### What to do
The entries that follow should be written out exactly.

### Raw data
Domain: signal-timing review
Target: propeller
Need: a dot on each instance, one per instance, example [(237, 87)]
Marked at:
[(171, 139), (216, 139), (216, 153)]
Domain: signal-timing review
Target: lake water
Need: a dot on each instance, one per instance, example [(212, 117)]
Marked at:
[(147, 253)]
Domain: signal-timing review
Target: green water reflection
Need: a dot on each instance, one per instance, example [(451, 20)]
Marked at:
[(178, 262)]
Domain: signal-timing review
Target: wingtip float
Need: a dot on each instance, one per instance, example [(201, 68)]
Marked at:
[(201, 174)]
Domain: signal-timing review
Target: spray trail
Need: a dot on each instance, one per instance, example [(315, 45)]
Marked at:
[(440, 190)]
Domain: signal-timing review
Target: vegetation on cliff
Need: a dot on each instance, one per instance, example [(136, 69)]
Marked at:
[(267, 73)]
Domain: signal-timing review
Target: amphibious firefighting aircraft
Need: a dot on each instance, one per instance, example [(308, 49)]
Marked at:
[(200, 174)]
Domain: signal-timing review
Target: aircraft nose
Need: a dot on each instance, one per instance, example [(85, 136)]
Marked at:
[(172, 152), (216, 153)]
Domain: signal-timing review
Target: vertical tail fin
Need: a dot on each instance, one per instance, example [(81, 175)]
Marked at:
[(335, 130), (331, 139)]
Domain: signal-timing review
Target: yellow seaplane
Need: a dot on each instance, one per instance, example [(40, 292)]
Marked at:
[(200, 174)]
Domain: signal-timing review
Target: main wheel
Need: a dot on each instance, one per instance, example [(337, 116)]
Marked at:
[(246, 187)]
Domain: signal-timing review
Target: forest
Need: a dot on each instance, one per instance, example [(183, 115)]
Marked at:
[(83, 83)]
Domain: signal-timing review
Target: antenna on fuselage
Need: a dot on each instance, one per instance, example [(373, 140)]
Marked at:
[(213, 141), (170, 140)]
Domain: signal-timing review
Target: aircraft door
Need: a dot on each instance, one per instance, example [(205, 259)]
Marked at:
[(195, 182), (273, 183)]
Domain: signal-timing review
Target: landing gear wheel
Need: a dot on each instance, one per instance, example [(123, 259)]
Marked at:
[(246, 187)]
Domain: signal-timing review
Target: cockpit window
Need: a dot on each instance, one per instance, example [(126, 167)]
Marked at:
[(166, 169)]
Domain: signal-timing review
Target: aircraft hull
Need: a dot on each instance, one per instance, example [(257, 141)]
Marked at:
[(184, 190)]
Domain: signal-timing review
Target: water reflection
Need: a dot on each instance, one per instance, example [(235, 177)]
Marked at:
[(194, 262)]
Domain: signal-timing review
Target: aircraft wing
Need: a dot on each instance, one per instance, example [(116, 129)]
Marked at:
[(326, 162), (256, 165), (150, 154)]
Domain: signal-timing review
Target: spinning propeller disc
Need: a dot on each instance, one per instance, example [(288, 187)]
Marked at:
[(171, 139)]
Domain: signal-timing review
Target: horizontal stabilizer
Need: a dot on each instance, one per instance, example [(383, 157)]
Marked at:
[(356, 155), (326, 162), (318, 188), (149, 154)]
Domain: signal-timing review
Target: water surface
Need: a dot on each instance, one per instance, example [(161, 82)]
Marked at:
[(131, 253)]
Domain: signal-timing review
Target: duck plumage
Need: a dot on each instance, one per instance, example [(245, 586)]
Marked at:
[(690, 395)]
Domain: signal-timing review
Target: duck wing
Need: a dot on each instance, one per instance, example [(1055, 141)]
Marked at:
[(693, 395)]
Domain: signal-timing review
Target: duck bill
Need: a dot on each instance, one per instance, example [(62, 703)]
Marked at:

### Output for this exercise
Domain: signal-timing review
Target: propeller
Need: a dot on each instance, one per instance, example [(237, 87)]
Marked at:
[(171, 139), (216, 139), (216, 153)]
Domain: signal-timing review
Target: lake water
Need: a dot on each instance, one per instance, example [(212, 117)]
Marked at:
[(147, 253)]
Domain: signal-timing review
Target: green water reflection
Need: a dot on each instance, one per instance, example [(451, 20)]
Marked at:
[(178, 262)]
Domain: signal-timing review
Target: wingtip float
Need: a dot on each instance, one per instance, example [(201, 68)]
Marked at:
[(201, 174)]
Domain: signal-timing review
Target: spray trail
Need: a dot on each instance, one per instance, example [(315, 45)]
Marked at:
[(440, 190)]
Domain: signal-timing review
Target: vegetation on cliff
Need: a dot on each instance, one per instance, example [(136, 69)]
Marked at:
[(267, 73)]
Domain: signal-timing review
Target: amphibious firefighting aircraft
Need: a dot on each instance, one per instance, example [(308, 49)]
Marked at:
[(200, 174)]
Domain: signal-timing review
Target: aircraft nose
Need: a dot on each instance, one per instance, example [(85, 136)]
Marked at:
[(172, 152), (216, 153)]
Domain: signal-timing review
Target: vertical tail fin
Need: a dot on each instance, one per instance, example [(81, 175)]
Marked at:
[(335, 130), (331, 139)]
Domain: signal-timing review
Target: yellow seaplane
Need: a dot on each instance, one per instance, example [(40, 292)]
Marked at:
[(200, 174)]
Domain: signal-timing review
Target: main wheel
Need: a dot on each instance, one per instance, example [(337, 116)]
Marked at:
[(246, 187)]
Domain: signal-timing review
Target: forest
Need: a dot on each instance, one per instance, example [(183, 115)]
Marked at:
[(83, 83)]
Domain: signal-timing review
Target: antenna on fuselage
Need: a dot on each instance, one per instance, example [(373, 140)]
Marked at:
[(213, 141), (170, 140)]
Domain: signal-timing review
Target: aircraft door
Need: a dot on each instance, one per instance, example [(205, 259)]
Marked at:
[(195, 182), (273, 183)]
Domain: signal-timing review
Target: landing gear wheel
Need: a dot on each instance, one per instance, example [(123, 259)]
Marked at:
[(246, 187)]
Domain: signal-timing review
Target: cockpit window
Need: a dot on each instance, one per instance, example [(126, 167)]
Marked at:
[(166, 169)]
Domain: signal-timing review
Target: aircraft hull
Need: a dot on each instance, one per instance, example [(257, 141)]
Marked at:
[(184, 190)]
Domain: signal-timing review
Target: water reflection
Need: a dot on each instance, one per instance, example [(235, 177)]
Marked at:
[(194, 262)]
Domain: signal-timing review
Target: aircraft wing
Need: a dot on each instance, one per instance, example [(116, 129)]
Marked at:
[(326, 162), (256, 165), (150, 154)]
Domain: signal-timing review
Target: spinning propeller disc
Need: a dot on each instance, one per instance, example [(288, 187)]
Marked at:
[(171, 139)]
Domain: signal-timing review
Target: horizontal stabilizer
Need: a dot on each instance, one per instance, example [(383, 157)]
Marked at:
[(356, 155), (326, 162), (318, 188), (149, 154)]
Domain: signal-timing review
Target: water surface
Need: a dot on each instance, one per instance, example [(161, 82)]
Marked at:
[(131, 253)]
Domain: signal-timing review
Target: duck plumage
Need: a dot on each instance, one per instance, example [(245, 586)]
Marked at:
[(690, 395)]
Domain: signal-timing review
Target: duck wing
Need: a dot on each instance, one per instance, example [(1055, 141)]
Marked at:
[(693, 395)]
Domain: signal-timing review
Target: duck bill
Need: a dot on each instance, one per instance, example [(62, 703)]
Marked at:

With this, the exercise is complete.